━━━━━ GIVEN RECORDS ━━━━━
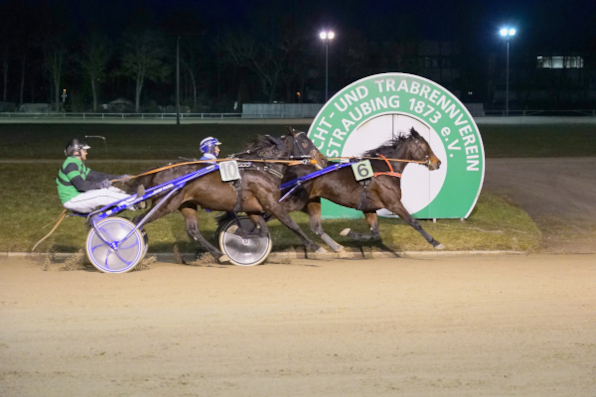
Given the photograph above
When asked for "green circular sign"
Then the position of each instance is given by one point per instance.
(372, 110)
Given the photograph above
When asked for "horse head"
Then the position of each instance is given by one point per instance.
(411, 147)
(419, 150)
(301, 147)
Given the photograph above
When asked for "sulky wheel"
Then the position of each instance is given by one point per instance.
(244, 252)
(129, 253)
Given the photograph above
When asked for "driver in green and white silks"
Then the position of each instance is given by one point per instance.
(80, 188)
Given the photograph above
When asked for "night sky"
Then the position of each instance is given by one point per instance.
(557, 24)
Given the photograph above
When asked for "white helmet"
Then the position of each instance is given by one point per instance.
(208, 144)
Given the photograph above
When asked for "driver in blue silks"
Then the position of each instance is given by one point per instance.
(210, 148)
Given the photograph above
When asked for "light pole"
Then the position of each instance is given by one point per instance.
(507, 33)
(178, 81)
(326, 36)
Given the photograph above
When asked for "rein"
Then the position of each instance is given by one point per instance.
(289, 162)
(379, 158)
(390, 173)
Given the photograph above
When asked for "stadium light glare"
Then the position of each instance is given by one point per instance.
(327, 36)
(507, 33)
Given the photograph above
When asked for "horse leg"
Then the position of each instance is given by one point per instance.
(282, 215)
(192, 228)
(261, 224)
(397, 208)
(313, 209)
(373, 222)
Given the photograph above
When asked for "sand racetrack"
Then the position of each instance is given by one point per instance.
(463, 326)
(519, 325)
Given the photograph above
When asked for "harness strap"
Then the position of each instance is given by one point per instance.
(390, 173)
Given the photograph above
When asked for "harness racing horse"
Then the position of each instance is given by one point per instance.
(256, 192)
(382, 191)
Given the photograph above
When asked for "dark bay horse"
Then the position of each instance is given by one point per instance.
(383, 191)
(257, 191)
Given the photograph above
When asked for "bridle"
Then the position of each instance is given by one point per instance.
(426, 156)
(297, 148)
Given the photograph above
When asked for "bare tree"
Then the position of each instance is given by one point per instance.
(143, 58)
(96, 53)
(55, 57)
(265, 58)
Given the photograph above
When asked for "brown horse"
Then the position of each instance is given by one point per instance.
(256, 192)
(383, 191)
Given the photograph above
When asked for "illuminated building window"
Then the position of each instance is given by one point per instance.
(560, 62)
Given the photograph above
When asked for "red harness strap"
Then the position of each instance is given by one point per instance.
(390, 173)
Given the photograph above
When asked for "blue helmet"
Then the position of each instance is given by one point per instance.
(208, 144)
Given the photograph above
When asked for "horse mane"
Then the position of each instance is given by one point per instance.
(391, 146)
(263, 146)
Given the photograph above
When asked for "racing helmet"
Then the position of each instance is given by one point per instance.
(75, 145)
(208, 144)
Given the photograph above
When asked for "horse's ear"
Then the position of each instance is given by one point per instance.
(277, 142)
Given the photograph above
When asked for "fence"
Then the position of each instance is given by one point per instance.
(134, 116)
(256, 116)
(524, 113)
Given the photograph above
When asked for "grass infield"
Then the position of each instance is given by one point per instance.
(28, 198)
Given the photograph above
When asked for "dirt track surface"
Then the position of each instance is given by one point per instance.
(464, 326)
(559, 193)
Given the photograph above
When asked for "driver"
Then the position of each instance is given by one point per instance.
(82, 189)
(210, 148)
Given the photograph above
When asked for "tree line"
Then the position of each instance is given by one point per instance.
(275, 58)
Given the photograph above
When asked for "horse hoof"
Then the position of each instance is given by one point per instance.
(345, 232)
(232, 229)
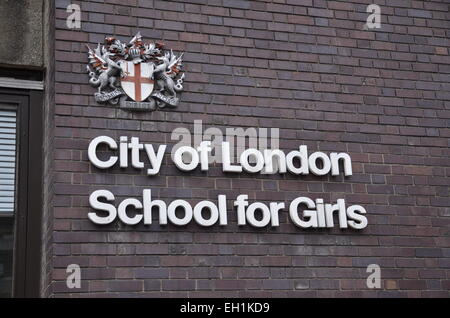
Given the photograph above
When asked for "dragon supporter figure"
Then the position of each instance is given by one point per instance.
(136, 75)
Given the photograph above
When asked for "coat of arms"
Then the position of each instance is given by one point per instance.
(137, 75)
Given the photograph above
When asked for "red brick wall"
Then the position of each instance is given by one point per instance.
(307, 67)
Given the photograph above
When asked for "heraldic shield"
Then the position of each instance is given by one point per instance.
(138, 80)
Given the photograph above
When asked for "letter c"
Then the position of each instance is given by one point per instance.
(92, 152)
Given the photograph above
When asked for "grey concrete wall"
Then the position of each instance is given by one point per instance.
(21, 32)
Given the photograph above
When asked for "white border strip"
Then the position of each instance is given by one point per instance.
(24, 84)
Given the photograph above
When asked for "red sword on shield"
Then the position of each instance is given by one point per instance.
(137, 80)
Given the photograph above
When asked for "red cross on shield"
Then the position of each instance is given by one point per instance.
(138, 83)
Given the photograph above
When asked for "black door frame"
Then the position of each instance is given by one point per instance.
(28, 214)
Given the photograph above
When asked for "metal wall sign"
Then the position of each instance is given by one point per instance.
(136, 76)
(303, 211)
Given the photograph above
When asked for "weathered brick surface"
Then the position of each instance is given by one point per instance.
(306, 67)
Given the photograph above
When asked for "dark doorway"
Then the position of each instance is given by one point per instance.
(20, 192)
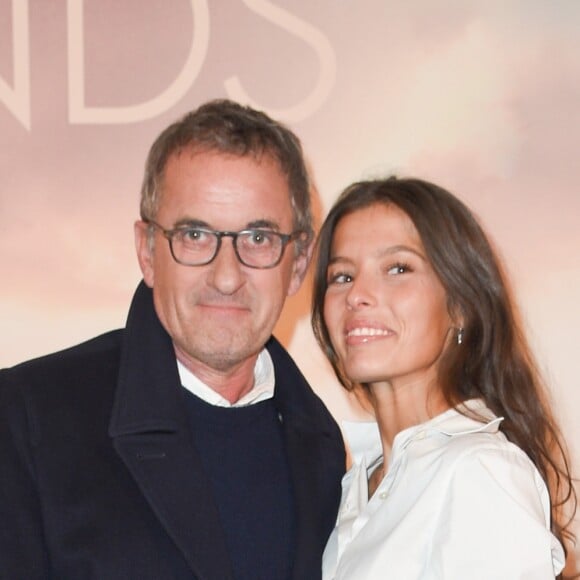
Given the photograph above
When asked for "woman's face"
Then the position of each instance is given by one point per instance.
(385, 309)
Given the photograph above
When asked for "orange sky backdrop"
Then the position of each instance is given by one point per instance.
(481, 96)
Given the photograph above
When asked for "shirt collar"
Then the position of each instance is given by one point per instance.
(364, 441)
(263, 389)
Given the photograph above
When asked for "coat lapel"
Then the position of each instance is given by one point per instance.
(151, 434)
(317, 461)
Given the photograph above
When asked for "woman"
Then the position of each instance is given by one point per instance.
(410, 304)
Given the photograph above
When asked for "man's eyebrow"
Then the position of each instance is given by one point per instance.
(263, 224)
(190, 223)
(187, 222)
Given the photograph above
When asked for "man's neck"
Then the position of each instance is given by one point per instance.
(231, 383)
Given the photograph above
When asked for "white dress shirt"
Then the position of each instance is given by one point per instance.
(263, 389)
(458, 502)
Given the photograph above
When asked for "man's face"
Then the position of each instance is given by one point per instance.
(221, 314)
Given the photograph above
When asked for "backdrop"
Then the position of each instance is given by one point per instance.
(480, 96)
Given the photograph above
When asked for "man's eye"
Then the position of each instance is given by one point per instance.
(260, 238)
(194, 236)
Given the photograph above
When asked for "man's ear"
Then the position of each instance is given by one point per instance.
(300, 267)
(144, 247)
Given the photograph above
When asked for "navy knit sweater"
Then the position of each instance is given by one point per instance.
(243, 453)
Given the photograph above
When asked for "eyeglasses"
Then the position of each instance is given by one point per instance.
(197, 246)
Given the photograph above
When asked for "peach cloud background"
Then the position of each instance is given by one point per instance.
(481, 96)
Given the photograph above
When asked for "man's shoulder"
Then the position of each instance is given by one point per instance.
(80, 360)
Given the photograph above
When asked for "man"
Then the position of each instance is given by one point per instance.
(187, 445)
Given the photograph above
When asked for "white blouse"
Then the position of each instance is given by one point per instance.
(458, 502)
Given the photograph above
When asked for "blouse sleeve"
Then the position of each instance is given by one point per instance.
(495, 521)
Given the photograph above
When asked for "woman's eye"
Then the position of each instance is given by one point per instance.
(398, 269)
(339, 278)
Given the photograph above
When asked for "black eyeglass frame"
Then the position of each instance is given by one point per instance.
(169, 234)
━━━━━
**THE TASK**
The response should contain every record above exactly as written, and none of the pictures.

**RESPONSE TO THIS TASK**
Given the photograph above
When asked for "green circular sign"
Then the position of each instance is given by one point per instance.
(372, 110)
Given the photograph above
When asked for "horse head"
Then the position of each instance is given by one point per instance.
(411, 147)
(419, 150)
(301, 147)
Given the photograph above
When asked for "sulky wheel"
Then the position of each instance is given by one point per instance.
(244, 252)
(129, 253)
Given the photograph above
When asked for "driver in green and white silks"
Then the position of each instance is given by one point per instance.
(80, 188)
Given the photograph above
When asked for "night sky"
Then the position of each instance is given by one point per instance.
(557, 24)
Given the photograph above
When asked for "white helmet"
Then the position of each instance is given by one point per instance.
(208, 144)
Given the photograph above
When asked for "driver in blue silks"
Then the position of each instance is given by one point per instance.
(210, 148)
Given the photograph above
When asked for "light pole"
Then the position of each instance is given by one point per instance.
(507, 33)
(178, 81)
(326, 36)
Given the photograph above
When asked for "rein"
Then the position of each instance is given by one point per instance.
(289, 162)
(379, 158)
(390, 173)
Given the photograph above
When asked for "stadium light glare"
Then the position of each instance is given by one point per instance.
(327, 36)
(507, 33)
Given the photograph above
When asked for "horse leg"
Then the position of each instance is given by one point per instance.
(282, 215)
(192, 228)
(261, 224)
(397, 208)
(313, 209)
(373, 222)
Given the photograph above
When asked for "sand racetrack"
Then the position of each instance is given by one point per instance.
(463, 326)
(519, 325)
Given the photograph above
When asked for "harness strap"
Then the position of each instance is given by one point per instance.
(390, 173)
Given the photograph above
When asked for "harness racing horse"
Then the position of each instance is given by one point per instance.
(256, 192)
(382, 191)
Given the photograph above
When asked for "dark bay horse"
Then the position of each instance is given by one point per instance.
(383, 191)
(257, 191)
Given the photograph above
When asked for "bridle"
Then the position of each instance is given by one point per instance.
(426, 156)
(297, 148)
Given the photograph above
When asked for "bare tree"
Then the position of each instance is given by one point per instance.
(143, 58)
(96, 53)
(55, 57)
(265, 58)
Given the photograph above
When asked for "brown horse"
Then the position of each instance is given by one point per instance.
(256, 192)
(383, 191)
Given the photograph above
When asked for "illuminated building window"
Then the position of each instance is given by one point per instance.
(560, 62)
Given the photograph above
When asked for "red harness strap"
Then the position of each instance is given by one point per instance.
(390, 173)
Given the photograph above
When asked for "blue helmet"
Then the position of each instance is given by one point per instance.
(208, 144)
Given the photograph above
When asked for "horse mane"
Then the position of each instance is given by one point per instance.
(391, 146)
(263, 146)
Given the photograph above
When asked for "racing helmet"
Then the position of each instance is given by one point per instance.
(75, 145)
(208, 144)
Given the photograph above
When asked for "horse's ear"
Then the position of each instance is given by one point per instance.
(277, 142)
Given the photograph above
When asked for "fence"
Then the position of each instance is given by one point per instance.
(134, 116)
(256, 116)
(524, 113)
Given the photograph above
When asked for "grass infield"
Then the position of each instance is given by one point per instance.
(28, 198)
Given the photograph above
When asked for "dirt track surface"
Then the position of each instance is given by one point per instance.
(464, 326)
(559, 193)
Given the photograph above
When asked for "driver"
Then the position of each instance is given by one point per instance.
(82, 189)
(210, 148)
Given the photograph above
When asked for "tree line"
Then the position of each instance is given by one point per instance.
(275, 58)
Given the photograph above
When asked for "horse hoof"
Then the position of each instance is given by one point per instance.
(345, 232)
(232, 229)
Given the photograph above
When asked for "dragon supporter figure"
Then the position of each instance is given by one point per instance.
(136, 75)
Given the photograph above
When asked for "coat of arms"
Then the position of each instance is given by one point per instance.
(137, 75)
Given the photograph above
When asked for "red brick wall"
Then the position of each instance is given by one point per instance.
(307, 67)
Given the photograph above
When asked for "heraldic shield"
Then the position of each instance is given by one point per instance.
(138, 80)
Given the photograph above
When asked for "letter c"
Then the position of each instance is given by one point per instance.
(92, 152)
Given the photograph above
When asked for "grey concrete wall"
Then the position of each instance is given by one point per instance.
(21, 32)
Given the photograph above
When asked for "white border strip"
Then the position of each instance is given by one point per instance.
(24, 84)
Given the photograph above
When asked for "red sword on shield"
Then the position of each instance is given by one point per instance.
(137, 80)
Given the photograph above
When asked for "red cross on shield"
Then the position of each instance is given by one point per instance.
(138, 83)
Given the photograph above
When asked for "black door frame"
Then the position of each instance is given by one point per instance.
(28, 214)
Given the photograph above
When asked for "metal wall sign"
Then the position of each instance is given by one point per instance.
(136, 76)
(303, 211)
Given the photograph above
When asked for "weathered brick surface"
Then the position of each instance is given by one point per instance.
(306, 67)
Given the photograph above
When asked for "dark doorway"
Then the position of each instance is given by one point per instance.
(20, 192)
Given the photograph above
When asked for "woman's face"
Then the position of each instance is given by one point per instance.
(385, 309)
Given the photograph above
When asked for "orange sky backdrop"
Then the position of each instance is given by one point per instance.
(481, 96)
Given the photograph above
When asked for "shirt collar"
Then the position of each instance is given by one point per instance.
(364, 441)
(263, 389)
Given the photograph above
When asked for "coat lapel"
Then the position of each instance is given by one point per instance.
(151, 434)
(317, 461)
Given the photograph above
When asked for "woman"
Then the position of each instance is given by one point per instance.
(410, 304)
Given the photograph above
When asked for "man's eyebrow"
Then the position of each instance is given by one point per instance.
(263, 224)
(190, 223)
(187, 222)
Given the photograph above
When asked for "man's neck"
Then the position of each instance is given by one point per instance.
(231, 383)
Given the photograph above
When asked for "white dress shirt"
Then the position of each instance is given by one point per instance.
(263, 389)
(458, 502)
Given the photograph above
When asked for "man's face"
Then the position of each instance is given by one point per instance.
(221, 314)
Given the photograph above
When asked for "backdrop"
Then the position of each instance is given by one point per instance.
(480, 96)
Given the photograph above
When asked for "man's eye"
Then the position of each instance is given by one point per instance.
(260, 238)
(194, 236)
Given the photograph above
When asked for "man's ear"
Then the position of each instance is given by one point per instance.
(300, 267)
(144, 247)
Given the photograph above
When asked for "navy knit sweater"
Then the position of each instance is given by one point per instance.
(243, 453)
Given the photograph above
When asked for "eyeglasses"
Then the position of each instance is given by one point per instance.
(197, 246)
Given the photograph above
When asked for "peach cloud background"
Then the position of each instance is given by one point per instance.
(481, 96)
Given the photograph above
When asked for "man's shoulder"
Then the position of each instance is given by one point per instance.
(80, 360)
Given the photograph above
When asked for "man"
Then the position of each instance is given by one point per instance.
(187, 445)
Given the photograph above
When asked for "white blouse"
Then the position of each instance is given by one point per instance.
(458, 502)
Given the photograph above
When asked for "blouse sleeve"
Then the position of each instance is given by one point per instance.
(495, 521)
Given the photograph above
When asked for "woman's eye"
Then the position of each instance is given by one point per instance.
(398, 269)
(339, 278)
Given the photograph above
When asked for "black eyeglass frame"
Then the position of each instance is given by one point per instance.
(169, 234)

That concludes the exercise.